-- TASK LIST --
1. From the essay below on the end of Nigeria's oil boom, list every group the government would collect taxes from once an enabling environment exists.
2. Please translate this sentence from the essay below on the end of Nigeria's oil boom into Spanish: "Robust internal revenues can only be spurred by private sector or public-private sector initiatives."
3. Carry on the essay below about the end of Nigeria's oil boom, starting after its last sentence.

By Sam Okey Mbonu
The Oil-Boom Is Over
One of the realities, which many Nigerians need to come to
grips with, is the fact that this is an era where actual productivity will be
required of all Nigerians, across the North-South divide. Or, to put it another way, the “Oil Boom” is
over! The boom is not coming back;
in-fact Oil may drop to as low as $20 dollars per barrel, between the next few
months and early 2016. Therefore, every
state in the Republic of Nigeria will henceforth need to invariably create an
environment for the economic growth and well-being of its people, through
innovative home-grown policies, amid robust internal revenues.
Robust internal revenues can only be spurred by private
sector or public-private sector initiatives.
Where an enabling environment has been created for businesses to thrive,
all the government need do is sit back and collect taxes, both payroll taxes
from an active workforce and entrepreneurs, and corporate taxes from corporate
investors.
Folks who celebrated the new administration, because they
erroneously believed that a particular person holding the reins of government,
is a “my turn to chop” opportunity; or where state governors or political
cronies head to Abuja, cap-in-hand to collect from the overflowing oil
revenues, will be severely disappointed, because there may be nothing to
distribute.
Opportunities In The
Midst of Crisis
Underlying the Nigerian economy is the fact that every one
of Nigeria’s 36 states has opportunities to attract investments through
attractive propositions to investors.

-- ROWS --
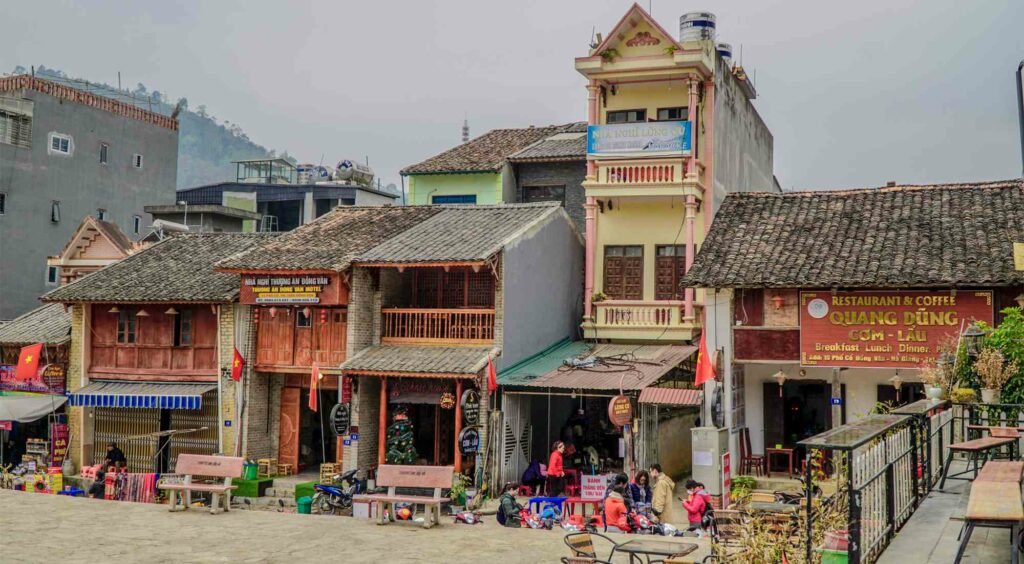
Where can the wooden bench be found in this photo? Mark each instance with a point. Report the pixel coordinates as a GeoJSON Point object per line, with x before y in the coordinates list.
...
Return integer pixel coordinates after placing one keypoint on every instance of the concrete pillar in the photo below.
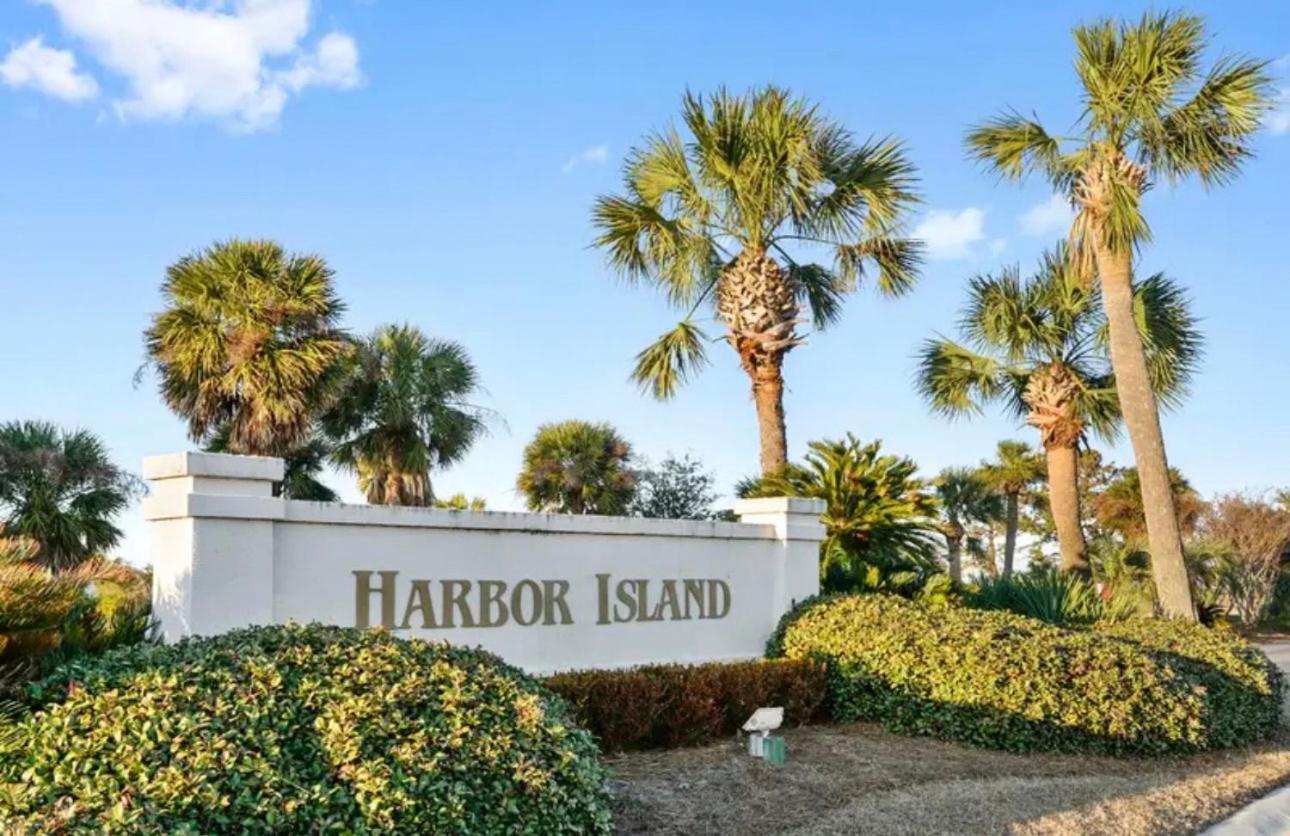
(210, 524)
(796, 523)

-- OUTPUTS BY TASK --
1.
- An active workforce
- Entrepreneurs
- Corporate investors

2. Los ingresos internos sólidos solo pueden ser impulsados por iniciativas del sector privado o del sector público-privado.

3.
Each state also has opportunities to develop at a rapid pace, if it gets
its act together. In the event that the
governor of a particular state does not know what to do, there’s nothing wrong,
with as an example, Adamawa state, seeking to collaborate with a fast rising
state like Anambra state, which is currently number one in education and new
investments.
In the United States, where this Council is based, and where
most of our personnel and Advisors have performed in policy-making roles, the
states are either in fierce competition with each other to attract investors,
or are frequently studying successful models of economic growth, and adapting
these models to their own states. There
is obviously no need to reinvent the wheel.
The
“Nigerian-American Leadership Council (NALC)”, boasts of both US and Nigerian
personnel who have held high-level positions; and served as US Presidential and
US State appointees at different times.
Many of them have proven their worth in the US, and around the
world. However proffering solid
advisory, based on experience and expertise is one thing; but actual adoption
of these advisories by the recipient, is a different thing altogether. It is obvious that one cannot force persons
in any given administration to adopt tried and tested successful policies.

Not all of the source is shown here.